## A run of rows

★ ★ ★ ★ ★ ★ ★

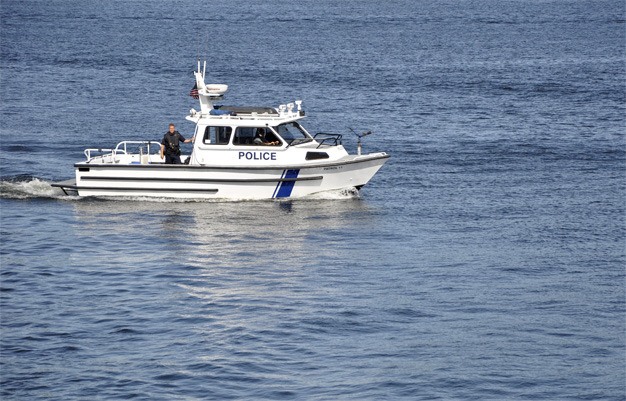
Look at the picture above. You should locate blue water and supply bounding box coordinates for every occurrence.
[0,0,626,400]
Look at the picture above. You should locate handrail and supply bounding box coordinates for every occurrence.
[84,141,161,161]
[313,132,343,149]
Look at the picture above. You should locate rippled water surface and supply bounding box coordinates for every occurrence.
[0,0,626,400]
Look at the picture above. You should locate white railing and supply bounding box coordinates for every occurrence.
[84,141,161,161]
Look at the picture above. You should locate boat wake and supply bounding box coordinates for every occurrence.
[0,177,74,199]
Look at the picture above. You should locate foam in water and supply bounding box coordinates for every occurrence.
[0,178,70,199]
[0,178,359,203]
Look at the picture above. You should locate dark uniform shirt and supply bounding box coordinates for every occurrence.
[161,131,185,156]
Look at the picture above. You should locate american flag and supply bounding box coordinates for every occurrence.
[189,83,199,99]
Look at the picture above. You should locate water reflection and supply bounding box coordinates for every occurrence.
[74,199,376,266]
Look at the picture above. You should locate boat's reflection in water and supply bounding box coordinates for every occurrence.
[70,196,376,268]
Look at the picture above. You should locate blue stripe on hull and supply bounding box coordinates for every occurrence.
[274,169,300,198]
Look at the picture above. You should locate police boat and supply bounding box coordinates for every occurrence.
[52,62,389,199]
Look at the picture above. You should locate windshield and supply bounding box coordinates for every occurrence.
[273,122,313,145]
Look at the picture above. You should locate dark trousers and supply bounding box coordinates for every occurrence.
[165,153,182,164]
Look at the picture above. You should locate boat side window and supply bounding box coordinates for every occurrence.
[233,127,267,146]
[273,122,313,145]
[202,126,233,145]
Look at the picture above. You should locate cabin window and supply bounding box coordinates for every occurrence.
[233,127,280,146]
[305,152,329,160]
[274,122,313,145]
[202,127,233,145]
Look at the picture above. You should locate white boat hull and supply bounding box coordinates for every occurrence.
[62,153,389,199]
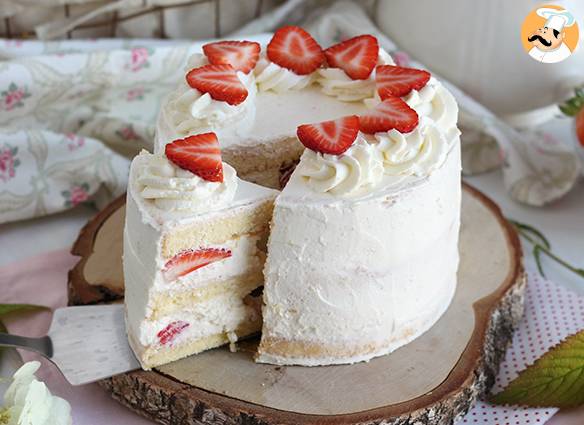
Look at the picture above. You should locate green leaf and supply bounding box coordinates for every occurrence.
[490,330,584,409]
[533,245,546,277]
[510,220,552,249]
[0,304,48,317]
[559,87,584,117]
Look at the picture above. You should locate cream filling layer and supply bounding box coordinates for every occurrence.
[138,294,261,347]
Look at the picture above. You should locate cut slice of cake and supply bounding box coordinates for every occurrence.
[123,133,277,369]
[256,58,461,366]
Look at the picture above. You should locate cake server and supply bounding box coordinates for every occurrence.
[0,304,140,385]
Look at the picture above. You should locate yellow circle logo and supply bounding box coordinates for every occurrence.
[521,4,580,63]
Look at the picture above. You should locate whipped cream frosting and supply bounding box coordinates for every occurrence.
[317,49,395,102]
[156,53,257,150]
[135,151,237,213]
[258,143,461,366]
[403,78,458,132]
[374,117,452,176]
[297,135,383,196]
[254,53,315,93]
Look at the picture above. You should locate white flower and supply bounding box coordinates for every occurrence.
[0,362,72,425]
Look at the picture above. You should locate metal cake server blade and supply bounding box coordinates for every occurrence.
[0,304,140,385]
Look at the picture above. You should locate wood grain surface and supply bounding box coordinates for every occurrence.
[70,185,525,424]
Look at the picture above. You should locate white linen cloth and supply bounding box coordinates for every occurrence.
[0,0,580,223]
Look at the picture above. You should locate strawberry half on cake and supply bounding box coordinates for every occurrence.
[123,132,277,369]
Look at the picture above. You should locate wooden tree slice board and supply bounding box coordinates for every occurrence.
[70,185,525,425]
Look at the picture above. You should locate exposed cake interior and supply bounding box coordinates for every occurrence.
[124,152,276,369]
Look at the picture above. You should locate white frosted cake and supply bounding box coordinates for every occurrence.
[123,133,277,369]
[124,27,461,368]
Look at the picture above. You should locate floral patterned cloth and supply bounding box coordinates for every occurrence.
[0,0,580,223]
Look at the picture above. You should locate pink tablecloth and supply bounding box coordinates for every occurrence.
[0,251,584,425]
[0,251,152,425]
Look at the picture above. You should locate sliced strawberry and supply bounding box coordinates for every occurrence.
[359,97,418,134]
[156,320,190,345]
[162,248,231,282]
[164,133,223,182]
[186,65,247,105]
[267,26,324,75]
[324,34,379,80]
[375,65,431,100]
[296,115,359,155]
[203,41,260,74]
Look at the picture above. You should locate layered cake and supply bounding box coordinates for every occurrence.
[123,133,277,369]
[124,26,461,368]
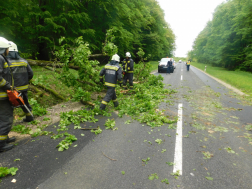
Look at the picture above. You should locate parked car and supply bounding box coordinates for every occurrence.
[158,58,176,73]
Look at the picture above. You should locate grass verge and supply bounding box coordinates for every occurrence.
[191,62,252,96]
[150,61,159,72]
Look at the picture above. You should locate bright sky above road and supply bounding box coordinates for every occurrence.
[157,0,225,57]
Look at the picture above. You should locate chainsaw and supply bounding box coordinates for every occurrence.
[7,89,33,117]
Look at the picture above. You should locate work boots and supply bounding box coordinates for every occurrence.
[23,116,34,122]
[0,140,13,152]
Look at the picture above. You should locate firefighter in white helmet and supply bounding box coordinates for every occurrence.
[7,41,33,122]
[0,37,15,152]
[122,52,134,89]
[100,54,122,110]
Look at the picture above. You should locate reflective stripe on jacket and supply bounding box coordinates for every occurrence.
[123,58,134,73]
[0,55,11,100]
[7,56,33,91]
[100,60,122,87]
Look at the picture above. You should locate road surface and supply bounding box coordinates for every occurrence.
[0,63,252,189]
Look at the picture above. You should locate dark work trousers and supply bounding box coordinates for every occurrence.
[167,66,171,74]
[123,73,133,89]
[186,65,190,71]
[100,87,119,110]
[0,99,13,147]
[21,91,32,116]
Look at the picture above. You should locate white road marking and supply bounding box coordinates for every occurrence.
[173,103,183,175]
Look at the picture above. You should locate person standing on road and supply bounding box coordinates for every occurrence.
[166,58,172,74]
[100,54,122,110]
[7,41,33,122]
[0,37,16,152]
[186,60,191,71]
[122,52,134,90]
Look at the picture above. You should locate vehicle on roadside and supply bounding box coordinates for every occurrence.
[158,58,176,73]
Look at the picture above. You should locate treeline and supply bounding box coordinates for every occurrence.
[0,0,175,60]
[188,0,252,71]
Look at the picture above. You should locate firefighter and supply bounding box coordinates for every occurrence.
[100,54,122,110]
[0,37,16,152]
[7,41,33,122]
[122,52,134,89]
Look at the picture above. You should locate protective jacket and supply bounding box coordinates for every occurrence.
[100,60,122,87]
[167,60,172,67]
[7,52,33,91]
[0,55,12,100]
[122,58,134,73]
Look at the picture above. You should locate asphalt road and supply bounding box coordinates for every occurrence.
[0,63,252,189]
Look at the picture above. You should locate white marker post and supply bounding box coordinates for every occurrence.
[173,103,183,175]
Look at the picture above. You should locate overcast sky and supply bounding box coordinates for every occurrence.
[157,0,225,57]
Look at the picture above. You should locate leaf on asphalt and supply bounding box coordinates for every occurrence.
[155,139,163,144]
[224,147,235,154]
[149,173,158,180]
[161,178,169,184]
[205,177,213,180]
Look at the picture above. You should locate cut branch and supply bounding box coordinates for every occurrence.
[30,80,65,100]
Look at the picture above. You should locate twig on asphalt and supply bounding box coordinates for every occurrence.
[102,152,117,161]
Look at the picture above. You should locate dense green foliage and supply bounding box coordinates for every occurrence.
[0,0,175,60]
[188,0,252,71]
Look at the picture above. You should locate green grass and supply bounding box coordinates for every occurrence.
[191,62,252,96]
[28,66,75,107]
[150,61,159,72]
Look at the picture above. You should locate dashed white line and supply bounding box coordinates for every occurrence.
[173,103,183,175]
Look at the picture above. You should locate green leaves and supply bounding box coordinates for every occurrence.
[149,173,159,180]
[57,133,77,152]
[224,147,235,154]
[104,119,115,130]
[161,178,169,184]
[91,127,102,135]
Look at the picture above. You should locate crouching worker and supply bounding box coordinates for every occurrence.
[7,41,33,122]
[100,54,122,110]
[0,37,15,152]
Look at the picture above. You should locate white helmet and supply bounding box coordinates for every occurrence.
[0,37,10,49]
[9,41,18,52]
[0,37,10,54]
[111,54,120,62]
[126,52,131,58]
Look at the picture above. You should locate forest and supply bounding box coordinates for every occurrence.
[0,0,175,60]
[188,0,252,72]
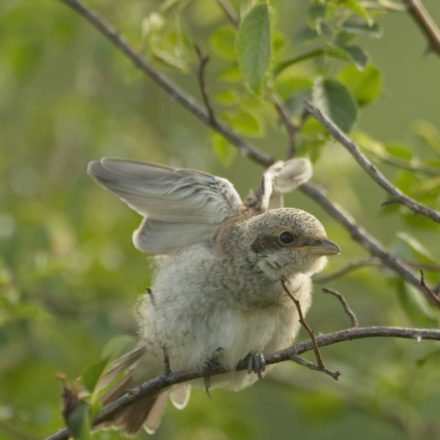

★ ★ ★ ★ ★ ★ ★

## Your objective
Express the rows from the line containing "Look at the picture above. You should locate white linen" through the line containing "[123,132,277,369]", inclusive, as a two-column CSV with the header text,answer. Give one line per row, put each field in double quotes, and replace any line breaks with spaces.

## Output for this task
text,answer
"Look at the picture above. You should locate white linen cloth and supply bounding box coordinates for every occurrence.","[0,0,580,223]"
"Look at the picture above. You should locate strawberry half on cake and supply bounding box coordinates for every occurrence.","[123,132,277,369]"